Task to complete: What is needed is the run of lines from the one with "form [704, 357]." through the close of the data, set down exactly.

(Records from a data source)

|---|

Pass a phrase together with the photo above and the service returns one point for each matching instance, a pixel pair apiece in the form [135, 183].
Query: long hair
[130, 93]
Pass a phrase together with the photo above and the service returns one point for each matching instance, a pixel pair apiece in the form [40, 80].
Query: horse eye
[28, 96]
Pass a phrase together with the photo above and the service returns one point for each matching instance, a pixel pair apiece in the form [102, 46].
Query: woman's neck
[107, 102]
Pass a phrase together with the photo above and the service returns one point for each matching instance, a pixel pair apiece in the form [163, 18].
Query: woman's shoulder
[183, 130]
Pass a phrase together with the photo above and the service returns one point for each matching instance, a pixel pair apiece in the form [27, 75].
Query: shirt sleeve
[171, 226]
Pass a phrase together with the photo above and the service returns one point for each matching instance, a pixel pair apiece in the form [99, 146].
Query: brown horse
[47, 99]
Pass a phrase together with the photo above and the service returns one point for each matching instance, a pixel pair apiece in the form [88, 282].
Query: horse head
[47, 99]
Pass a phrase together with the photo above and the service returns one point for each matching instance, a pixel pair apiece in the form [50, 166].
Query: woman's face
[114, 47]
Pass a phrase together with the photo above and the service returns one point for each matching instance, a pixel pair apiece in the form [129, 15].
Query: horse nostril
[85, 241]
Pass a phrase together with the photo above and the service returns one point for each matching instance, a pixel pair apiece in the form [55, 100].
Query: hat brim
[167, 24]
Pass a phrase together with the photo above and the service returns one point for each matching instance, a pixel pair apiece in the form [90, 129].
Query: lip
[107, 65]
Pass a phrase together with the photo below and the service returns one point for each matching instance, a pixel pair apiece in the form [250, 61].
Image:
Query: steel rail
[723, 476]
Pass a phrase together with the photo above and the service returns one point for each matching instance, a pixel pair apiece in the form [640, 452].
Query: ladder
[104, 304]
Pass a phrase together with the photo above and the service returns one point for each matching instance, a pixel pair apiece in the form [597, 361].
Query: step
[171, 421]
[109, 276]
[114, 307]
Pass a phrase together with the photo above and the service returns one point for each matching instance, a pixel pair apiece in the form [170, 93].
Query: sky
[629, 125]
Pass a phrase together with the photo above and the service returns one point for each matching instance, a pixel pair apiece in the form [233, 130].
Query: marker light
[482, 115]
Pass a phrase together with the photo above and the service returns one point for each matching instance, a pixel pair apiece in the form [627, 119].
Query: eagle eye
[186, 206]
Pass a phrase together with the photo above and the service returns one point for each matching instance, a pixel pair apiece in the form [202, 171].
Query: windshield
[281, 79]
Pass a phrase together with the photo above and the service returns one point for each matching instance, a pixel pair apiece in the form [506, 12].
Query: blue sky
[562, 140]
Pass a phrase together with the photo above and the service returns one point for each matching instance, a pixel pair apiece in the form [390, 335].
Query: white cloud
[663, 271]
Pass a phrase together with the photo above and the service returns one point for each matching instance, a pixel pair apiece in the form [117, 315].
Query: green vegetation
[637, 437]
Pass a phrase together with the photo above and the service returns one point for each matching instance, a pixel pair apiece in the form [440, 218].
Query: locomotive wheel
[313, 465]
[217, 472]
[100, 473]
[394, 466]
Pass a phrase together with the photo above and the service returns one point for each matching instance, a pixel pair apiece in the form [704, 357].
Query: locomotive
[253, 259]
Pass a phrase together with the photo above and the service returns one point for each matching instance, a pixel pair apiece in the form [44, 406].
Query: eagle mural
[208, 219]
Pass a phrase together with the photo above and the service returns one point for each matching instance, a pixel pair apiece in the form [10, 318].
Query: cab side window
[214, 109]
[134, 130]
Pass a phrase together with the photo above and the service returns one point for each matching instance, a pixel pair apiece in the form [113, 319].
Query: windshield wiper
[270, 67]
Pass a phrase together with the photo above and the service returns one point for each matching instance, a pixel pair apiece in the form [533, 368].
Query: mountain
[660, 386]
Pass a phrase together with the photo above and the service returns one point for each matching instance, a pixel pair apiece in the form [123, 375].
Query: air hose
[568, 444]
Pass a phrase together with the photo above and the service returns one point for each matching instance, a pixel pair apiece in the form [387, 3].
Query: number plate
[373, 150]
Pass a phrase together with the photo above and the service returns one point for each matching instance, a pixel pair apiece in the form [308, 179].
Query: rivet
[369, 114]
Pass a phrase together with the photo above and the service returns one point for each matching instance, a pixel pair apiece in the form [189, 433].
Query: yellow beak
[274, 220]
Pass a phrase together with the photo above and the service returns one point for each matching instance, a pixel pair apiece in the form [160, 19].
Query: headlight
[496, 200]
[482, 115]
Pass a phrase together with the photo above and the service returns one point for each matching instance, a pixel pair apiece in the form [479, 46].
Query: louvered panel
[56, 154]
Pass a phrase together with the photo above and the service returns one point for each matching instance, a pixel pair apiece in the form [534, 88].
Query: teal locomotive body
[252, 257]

|---|

Solved exercise:
Pass a phrase together with the photo above and the service returns one point for each matching instance, a pixel pair apiece in the form [704, 357].
Query: locomotive
[253, 259]
Pass a phrase together with the photo above and the service returns one point for each matching instance, a pixel pair apiece in the form [44, 406].
Query: eagle mural
[208, 219]
Pass a phrase together with the photo above and the service returns one point for each matching instance, a pixel pair apiece in the form [10, 318].
Query: cab side window
[214, 109]
[134, 130]
Pass a phrase together with the photo above and the service returns one point for each matching instance, a pixel pair apiece in the form [113, 319].
Query: windshield wiper
[270, 67]
Pass a phrase together with the photo above and the service returns one point for each matching instance, a pixel pair apiece in the form [533, 368].
Query: mountain
[660, 386]
Pass a phrase together with the photo above and the service returns one point for each matching instance, a pixel pair apiece in the form [123, 375].
Query: air hose
[568, 444]
Pass a phrase together with the photo above and the service returns one point for each matching instance, a pixel pair apiece in the form [387, 3].
Query: number plate
[373, 150]
Pass a phrase together with the photo above and the service returns one point for each matching instance, a pixel pair apiece in the form [308, 179].
Query: rivet
[369, 114]
Pass a phrase together with the photo above and the service returns one point for each matching instance, a pixel pair apiece in the form [189, 433].
Query: yellow beak
[274, 220]
Pass a phrase together with the photo above and the service returns one point for each matching instance, a pixel pair apiece in the form [160, 19].
Query: headlight
[496, 200]
[482, 115]
Pass a phrase together with the photo above and the service returns one point for each matching instance, a pixel pair apiece in the form [479, 46].
Query: louvered panel
[56, 154]
Pass a phrase together with the photo above and the service returns one point for each matching instance, a pixel pair apiece in the form [534, 88].
Query: teal locomotive body
[252, 257]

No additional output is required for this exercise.